> [取り組む課題]
A: エスカッシャンについての本文を二文で要約すること。
B: エスカッシャンについての本文を、最後の文の続きから書き継ぐこと。

紋章学での意味に由来して、「エスカッシャン」という言葉は、自らが所属する家門とその名誉を意味するのに用いられる。その家族の一員で何らかの恥ずべき行為をした者は、「エスカッシャンの汚点 (a blot on the escutcheon) 」などと言われることがあり、現代でも「名折れ」「汚名」「不名誉」の意味で慣用句として用いられる。
イギリスの紋章学では、兄弟が1人もいない女性、つまり一人っ子の女性又は女性ばかりの姉妹の長女が紋章の相続人である場合、その夫は自分の家のシールドの中心に妻がエスカッシャン・オブ・プリテンス(見せかけのエスカッシャン)として妻の父の紋章を置くのを許す。夫は妻の家族の家長である「ふりをしている」ことになるのである(日本的な感覚で言えば、夫が長男でない場合の婿養子と考えるとわかりやすい)。次の世代からその紋章は通常どおりマーシャリング(クォータリング)される。結婚する女性が紋章の相続人である場合以外では、バロン・アンド・フェム (Baron and Feme) と呼ばれる方法を用いてエスカッシャンを縦に2つに分割し、向かって左側のデキスター(直訳は「(盾を持つ側から見て)右」という意味)に夫の紋章、向かって右側のシニスター側(同じく「左」という意味)に妻の紋章を描くが、女性が紋章の相続人である場合はインエスカッシャンとして妻の家の紋章を夫の紋章に重ねるため、婚姻の結果そのエスカッシャンになったことがわかるように、もう1回繰り返して記述する。

> [データ一覧]
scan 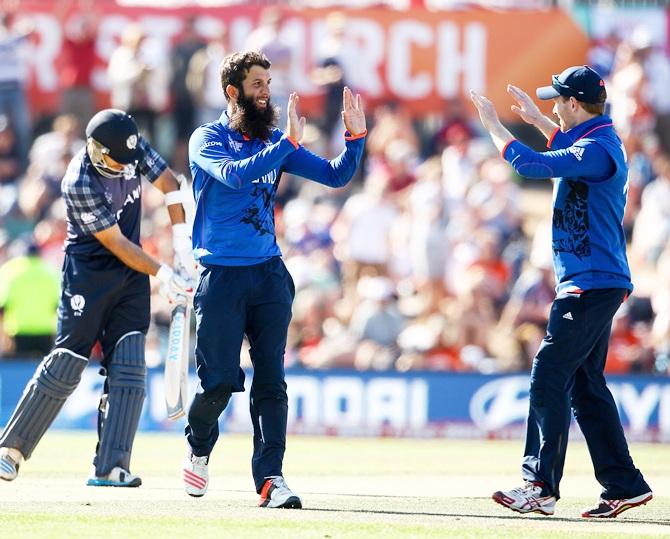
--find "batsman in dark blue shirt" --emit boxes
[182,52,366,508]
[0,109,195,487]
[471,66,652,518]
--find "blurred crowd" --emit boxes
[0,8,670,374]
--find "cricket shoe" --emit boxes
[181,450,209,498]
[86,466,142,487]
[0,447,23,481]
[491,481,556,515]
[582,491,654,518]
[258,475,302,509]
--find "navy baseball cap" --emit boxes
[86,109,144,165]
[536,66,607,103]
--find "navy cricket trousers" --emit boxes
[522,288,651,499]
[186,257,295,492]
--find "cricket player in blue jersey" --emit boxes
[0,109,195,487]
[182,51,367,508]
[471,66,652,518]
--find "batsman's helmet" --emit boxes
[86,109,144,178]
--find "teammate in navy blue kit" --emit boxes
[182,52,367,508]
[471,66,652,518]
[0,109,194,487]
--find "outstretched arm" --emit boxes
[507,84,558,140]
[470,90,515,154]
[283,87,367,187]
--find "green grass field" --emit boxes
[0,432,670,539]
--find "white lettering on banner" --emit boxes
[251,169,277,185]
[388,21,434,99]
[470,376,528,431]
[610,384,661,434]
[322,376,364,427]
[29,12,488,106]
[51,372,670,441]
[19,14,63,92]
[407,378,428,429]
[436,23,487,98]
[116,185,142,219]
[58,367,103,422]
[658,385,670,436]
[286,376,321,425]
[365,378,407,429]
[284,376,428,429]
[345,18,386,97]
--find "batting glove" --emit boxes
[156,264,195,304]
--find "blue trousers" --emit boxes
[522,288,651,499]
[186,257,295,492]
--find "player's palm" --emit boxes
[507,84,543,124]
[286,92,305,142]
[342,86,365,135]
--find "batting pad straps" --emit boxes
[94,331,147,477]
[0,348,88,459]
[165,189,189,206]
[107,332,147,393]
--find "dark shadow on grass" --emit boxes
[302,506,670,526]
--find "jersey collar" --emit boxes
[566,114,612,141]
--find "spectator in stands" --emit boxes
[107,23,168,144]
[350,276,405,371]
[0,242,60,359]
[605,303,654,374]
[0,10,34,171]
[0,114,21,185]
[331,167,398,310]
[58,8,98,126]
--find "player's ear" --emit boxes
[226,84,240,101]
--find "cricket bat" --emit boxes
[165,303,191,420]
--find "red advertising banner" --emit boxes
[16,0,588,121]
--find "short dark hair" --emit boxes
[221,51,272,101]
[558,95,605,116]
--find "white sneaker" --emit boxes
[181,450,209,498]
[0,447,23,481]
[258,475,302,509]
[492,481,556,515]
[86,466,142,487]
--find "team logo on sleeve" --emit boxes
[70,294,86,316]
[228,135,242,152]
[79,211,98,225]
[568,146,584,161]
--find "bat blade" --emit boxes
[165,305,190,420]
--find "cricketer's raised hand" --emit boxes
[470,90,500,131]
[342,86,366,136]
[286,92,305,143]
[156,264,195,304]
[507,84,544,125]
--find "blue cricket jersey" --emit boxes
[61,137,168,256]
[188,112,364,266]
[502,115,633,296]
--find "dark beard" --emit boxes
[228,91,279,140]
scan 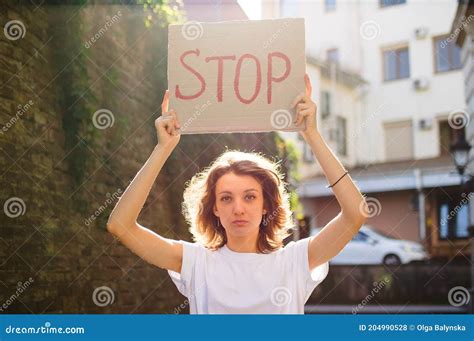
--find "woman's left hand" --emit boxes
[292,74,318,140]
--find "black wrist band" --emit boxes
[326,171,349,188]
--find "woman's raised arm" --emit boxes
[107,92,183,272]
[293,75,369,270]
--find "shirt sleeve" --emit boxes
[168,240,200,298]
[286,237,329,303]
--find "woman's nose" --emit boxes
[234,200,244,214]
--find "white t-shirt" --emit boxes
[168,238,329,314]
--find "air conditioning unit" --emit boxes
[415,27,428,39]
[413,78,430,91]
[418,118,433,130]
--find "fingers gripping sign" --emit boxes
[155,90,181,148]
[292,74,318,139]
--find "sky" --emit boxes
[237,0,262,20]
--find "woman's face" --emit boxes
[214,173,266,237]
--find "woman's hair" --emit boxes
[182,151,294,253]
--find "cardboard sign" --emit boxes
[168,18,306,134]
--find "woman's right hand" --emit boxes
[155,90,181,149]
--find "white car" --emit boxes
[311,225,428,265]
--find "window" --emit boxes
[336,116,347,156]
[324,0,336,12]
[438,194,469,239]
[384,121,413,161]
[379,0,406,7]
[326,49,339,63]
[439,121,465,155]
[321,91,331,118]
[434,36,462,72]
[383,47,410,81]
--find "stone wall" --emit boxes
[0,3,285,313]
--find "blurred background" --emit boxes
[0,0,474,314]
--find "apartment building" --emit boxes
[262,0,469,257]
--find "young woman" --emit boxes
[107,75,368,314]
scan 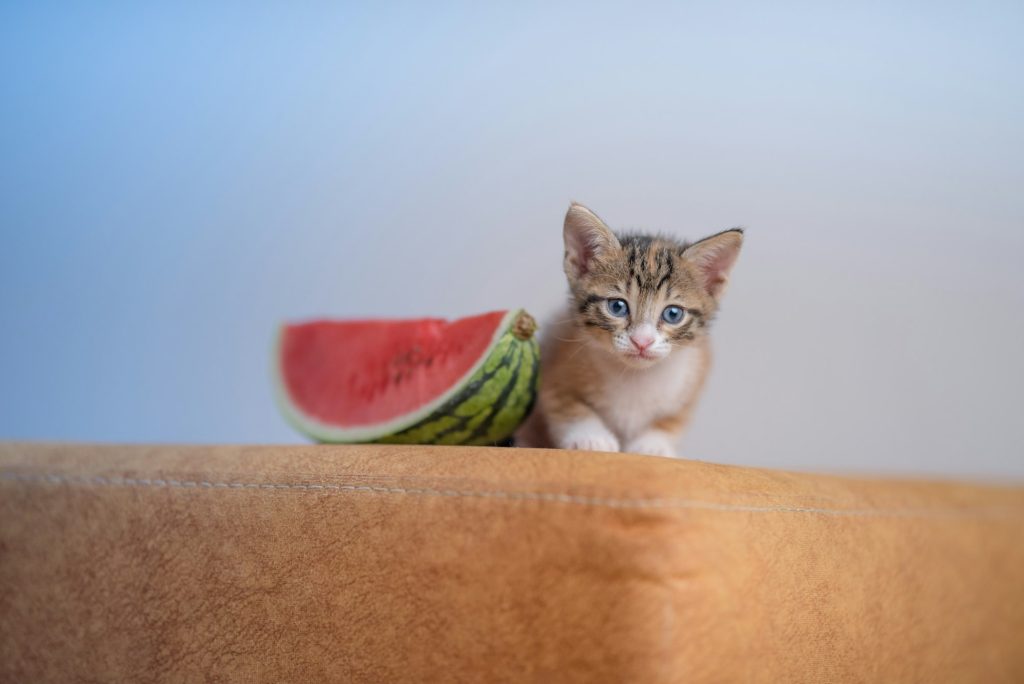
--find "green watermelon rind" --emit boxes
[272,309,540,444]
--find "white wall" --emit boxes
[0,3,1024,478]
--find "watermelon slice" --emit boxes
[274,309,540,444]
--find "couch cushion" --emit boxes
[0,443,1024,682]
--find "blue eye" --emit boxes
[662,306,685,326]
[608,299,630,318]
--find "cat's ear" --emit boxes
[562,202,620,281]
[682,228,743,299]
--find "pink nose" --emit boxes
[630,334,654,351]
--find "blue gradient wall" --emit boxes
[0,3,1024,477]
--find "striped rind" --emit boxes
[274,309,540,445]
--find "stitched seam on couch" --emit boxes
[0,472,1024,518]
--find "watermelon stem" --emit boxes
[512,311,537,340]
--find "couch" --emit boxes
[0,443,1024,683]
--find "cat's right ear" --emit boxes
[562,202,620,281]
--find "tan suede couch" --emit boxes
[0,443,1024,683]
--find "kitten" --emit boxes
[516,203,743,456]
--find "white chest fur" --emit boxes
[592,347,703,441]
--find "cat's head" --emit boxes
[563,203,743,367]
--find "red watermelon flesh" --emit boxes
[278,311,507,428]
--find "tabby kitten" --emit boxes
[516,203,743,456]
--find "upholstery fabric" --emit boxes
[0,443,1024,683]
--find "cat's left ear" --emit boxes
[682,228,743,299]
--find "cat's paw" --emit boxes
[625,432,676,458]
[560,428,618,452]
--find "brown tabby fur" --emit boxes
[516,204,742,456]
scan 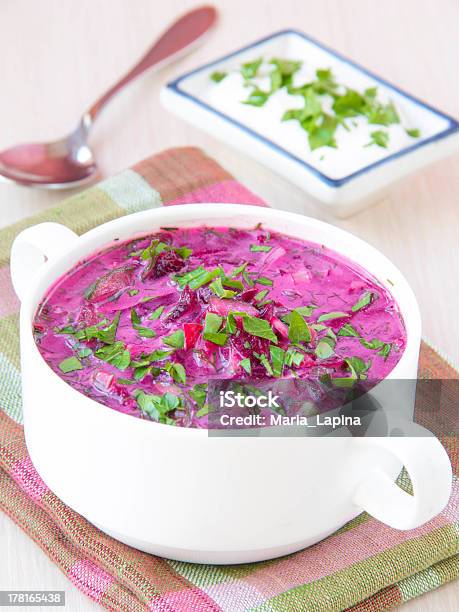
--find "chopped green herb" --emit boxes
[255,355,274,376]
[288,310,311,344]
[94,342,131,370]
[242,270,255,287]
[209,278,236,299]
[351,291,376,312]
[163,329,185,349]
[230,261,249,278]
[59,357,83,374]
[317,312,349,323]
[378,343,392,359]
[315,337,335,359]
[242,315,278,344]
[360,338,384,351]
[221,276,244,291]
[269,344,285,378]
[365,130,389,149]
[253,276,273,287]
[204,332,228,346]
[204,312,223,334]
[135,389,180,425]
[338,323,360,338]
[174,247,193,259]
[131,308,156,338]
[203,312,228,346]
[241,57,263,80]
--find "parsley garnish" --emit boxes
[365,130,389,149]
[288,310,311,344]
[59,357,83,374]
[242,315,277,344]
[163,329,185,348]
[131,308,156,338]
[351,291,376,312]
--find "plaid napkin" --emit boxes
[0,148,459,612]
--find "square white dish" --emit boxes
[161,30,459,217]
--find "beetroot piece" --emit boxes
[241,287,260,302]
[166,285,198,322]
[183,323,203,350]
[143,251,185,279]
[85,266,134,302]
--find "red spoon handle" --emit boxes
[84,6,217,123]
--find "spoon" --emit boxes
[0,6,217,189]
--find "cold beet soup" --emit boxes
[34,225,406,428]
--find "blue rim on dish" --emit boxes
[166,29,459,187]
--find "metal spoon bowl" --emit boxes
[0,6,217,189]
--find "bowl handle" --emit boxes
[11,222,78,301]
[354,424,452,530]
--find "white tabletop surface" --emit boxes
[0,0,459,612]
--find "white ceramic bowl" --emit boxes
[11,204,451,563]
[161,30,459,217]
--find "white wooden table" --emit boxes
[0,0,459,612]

---

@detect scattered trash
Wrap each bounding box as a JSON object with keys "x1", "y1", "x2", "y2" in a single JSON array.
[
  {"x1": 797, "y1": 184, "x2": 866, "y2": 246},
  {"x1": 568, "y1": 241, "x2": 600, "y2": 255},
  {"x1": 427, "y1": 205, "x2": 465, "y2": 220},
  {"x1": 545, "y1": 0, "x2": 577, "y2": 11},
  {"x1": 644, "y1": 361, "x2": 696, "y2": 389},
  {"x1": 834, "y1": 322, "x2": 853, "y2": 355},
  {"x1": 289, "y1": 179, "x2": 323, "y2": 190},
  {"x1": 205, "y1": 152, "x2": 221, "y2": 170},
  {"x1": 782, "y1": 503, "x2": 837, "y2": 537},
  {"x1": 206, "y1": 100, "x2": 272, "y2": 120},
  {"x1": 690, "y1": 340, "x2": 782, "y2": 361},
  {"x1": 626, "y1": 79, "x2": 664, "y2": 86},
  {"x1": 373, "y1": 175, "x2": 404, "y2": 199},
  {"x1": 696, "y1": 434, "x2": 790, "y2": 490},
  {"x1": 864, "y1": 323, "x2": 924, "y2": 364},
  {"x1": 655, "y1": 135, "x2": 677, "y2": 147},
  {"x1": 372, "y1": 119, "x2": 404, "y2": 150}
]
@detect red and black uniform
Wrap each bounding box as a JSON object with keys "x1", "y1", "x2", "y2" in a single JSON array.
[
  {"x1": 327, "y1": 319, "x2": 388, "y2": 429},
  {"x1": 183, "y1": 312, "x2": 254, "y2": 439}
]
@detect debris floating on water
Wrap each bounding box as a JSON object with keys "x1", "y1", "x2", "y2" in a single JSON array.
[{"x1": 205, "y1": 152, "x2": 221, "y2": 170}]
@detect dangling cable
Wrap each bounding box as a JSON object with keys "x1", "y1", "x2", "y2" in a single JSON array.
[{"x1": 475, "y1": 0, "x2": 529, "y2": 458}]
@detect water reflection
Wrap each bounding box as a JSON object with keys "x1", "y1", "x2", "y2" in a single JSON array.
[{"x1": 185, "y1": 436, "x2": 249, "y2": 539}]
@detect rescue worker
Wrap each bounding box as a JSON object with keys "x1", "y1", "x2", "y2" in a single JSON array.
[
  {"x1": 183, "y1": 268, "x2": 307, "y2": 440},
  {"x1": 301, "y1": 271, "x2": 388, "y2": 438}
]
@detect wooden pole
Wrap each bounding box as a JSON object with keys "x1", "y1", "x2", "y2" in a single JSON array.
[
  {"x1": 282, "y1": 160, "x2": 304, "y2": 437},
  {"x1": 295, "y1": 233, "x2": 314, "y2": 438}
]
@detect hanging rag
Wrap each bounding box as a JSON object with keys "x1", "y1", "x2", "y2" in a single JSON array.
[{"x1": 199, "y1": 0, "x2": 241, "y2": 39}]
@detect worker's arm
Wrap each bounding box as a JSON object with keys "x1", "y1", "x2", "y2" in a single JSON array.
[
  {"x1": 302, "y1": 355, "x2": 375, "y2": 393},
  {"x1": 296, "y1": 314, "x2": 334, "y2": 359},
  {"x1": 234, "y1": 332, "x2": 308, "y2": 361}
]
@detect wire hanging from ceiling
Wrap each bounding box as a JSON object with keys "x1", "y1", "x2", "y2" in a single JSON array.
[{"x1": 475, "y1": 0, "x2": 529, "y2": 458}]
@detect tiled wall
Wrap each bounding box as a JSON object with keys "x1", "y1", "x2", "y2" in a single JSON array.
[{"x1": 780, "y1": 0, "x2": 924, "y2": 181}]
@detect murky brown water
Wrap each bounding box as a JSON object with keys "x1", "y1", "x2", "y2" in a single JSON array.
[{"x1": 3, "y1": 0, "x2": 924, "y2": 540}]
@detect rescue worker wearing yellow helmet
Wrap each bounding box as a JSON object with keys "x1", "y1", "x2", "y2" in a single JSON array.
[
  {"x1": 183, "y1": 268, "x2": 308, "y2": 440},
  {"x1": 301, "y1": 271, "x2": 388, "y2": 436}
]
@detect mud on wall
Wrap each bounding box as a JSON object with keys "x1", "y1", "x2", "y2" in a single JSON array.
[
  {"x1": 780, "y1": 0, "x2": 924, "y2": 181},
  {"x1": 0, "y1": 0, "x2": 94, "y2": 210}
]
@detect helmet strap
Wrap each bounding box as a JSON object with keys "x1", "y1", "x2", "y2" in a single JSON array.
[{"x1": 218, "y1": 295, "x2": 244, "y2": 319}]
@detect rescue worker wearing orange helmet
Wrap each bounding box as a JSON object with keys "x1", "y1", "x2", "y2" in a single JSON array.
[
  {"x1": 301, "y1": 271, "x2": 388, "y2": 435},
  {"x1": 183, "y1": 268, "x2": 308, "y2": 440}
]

---

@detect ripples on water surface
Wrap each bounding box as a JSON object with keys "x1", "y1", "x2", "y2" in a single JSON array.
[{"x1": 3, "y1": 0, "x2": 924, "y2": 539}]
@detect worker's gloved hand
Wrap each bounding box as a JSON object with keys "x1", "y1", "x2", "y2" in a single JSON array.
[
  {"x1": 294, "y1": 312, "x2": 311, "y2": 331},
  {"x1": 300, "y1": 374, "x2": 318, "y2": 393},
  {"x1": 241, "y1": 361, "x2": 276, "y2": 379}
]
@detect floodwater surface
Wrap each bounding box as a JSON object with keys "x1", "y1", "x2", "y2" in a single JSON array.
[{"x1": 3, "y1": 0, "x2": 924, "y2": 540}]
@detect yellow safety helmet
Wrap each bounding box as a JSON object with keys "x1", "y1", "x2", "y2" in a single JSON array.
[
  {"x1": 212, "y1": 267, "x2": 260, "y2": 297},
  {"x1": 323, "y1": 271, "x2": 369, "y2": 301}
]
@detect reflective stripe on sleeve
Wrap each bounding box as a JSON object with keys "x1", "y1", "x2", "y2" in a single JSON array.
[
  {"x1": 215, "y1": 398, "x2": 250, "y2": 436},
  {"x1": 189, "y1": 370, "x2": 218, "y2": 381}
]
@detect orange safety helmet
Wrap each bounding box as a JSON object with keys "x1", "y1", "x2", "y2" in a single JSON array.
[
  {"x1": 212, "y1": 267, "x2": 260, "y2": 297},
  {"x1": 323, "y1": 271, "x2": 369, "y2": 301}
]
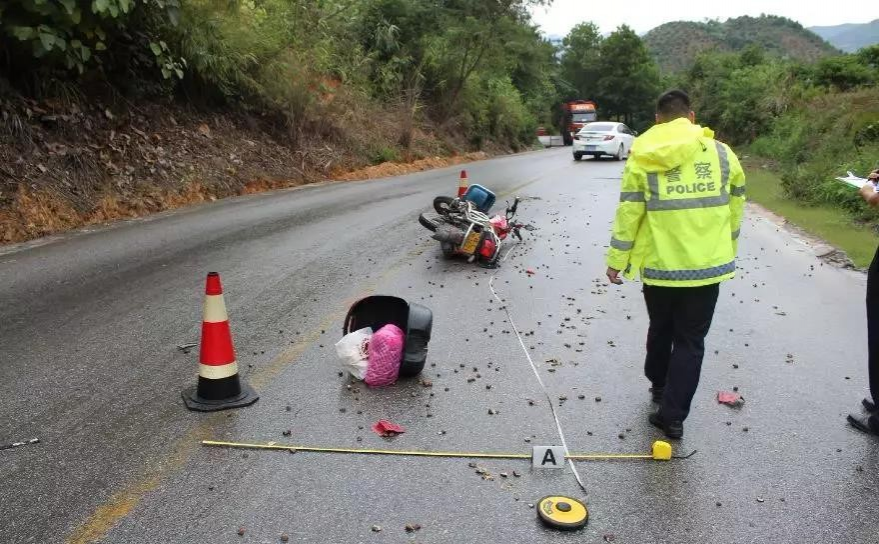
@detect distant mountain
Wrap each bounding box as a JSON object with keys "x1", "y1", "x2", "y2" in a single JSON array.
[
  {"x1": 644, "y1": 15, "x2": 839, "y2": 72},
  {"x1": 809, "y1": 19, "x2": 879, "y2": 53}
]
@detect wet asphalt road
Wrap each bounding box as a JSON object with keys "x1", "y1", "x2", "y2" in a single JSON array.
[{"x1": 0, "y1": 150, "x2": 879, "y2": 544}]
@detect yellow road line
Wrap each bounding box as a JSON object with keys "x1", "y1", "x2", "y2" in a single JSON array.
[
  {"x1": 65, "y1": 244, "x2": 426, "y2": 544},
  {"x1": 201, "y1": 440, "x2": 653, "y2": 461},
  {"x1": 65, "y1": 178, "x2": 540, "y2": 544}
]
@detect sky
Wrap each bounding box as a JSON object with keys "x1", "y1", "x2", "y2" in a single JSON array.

> [課題の解答]
A: 「エスカッシャン」という言葉は紋章学での意味に由来して家門とその名誉を表し、家族の恥ずべき行為は「エスカッシャンの汚点」と言われ、現代でも不名誉の意味の慣用句として使われる。イギリスの紋章学では、兄弟のいない女性が紋章の相続人である場合、夫は自分のシールドの中心に妻の父の紋章をエスカッシャン・オブ・プリテンスとして置くのを許し、次の世代からその紋章は通常どおりマーシャリングされる。

B:
位置
編集次の図は、チャージをどこに、そしてどのように描かなければならないかを記述するために紋章記述(ブレイゾン)の中で使われるシールドの位置を示している[1]。紋章学では、常に盾を持つ者、つまり盾の裏側から見た方向を示すため、デキスターを「右」、シニスターを「左」と解釈する。図のA、B、C、Dの各点が盾の外に示されているのは、これらがそれぞれ「上側」、「右側」、「左側」、「下側」といった相対的な位置を示すためにも用いられるためである。紋章記述の中で、ある特定のチャージから見た他のチャージの位置を示すのに頻繁に用いられる。また、紋章上のチャージはチーフ側とデキスター側を優先して配置されるため、シニスターを「逆向き」の意味で用いることもある。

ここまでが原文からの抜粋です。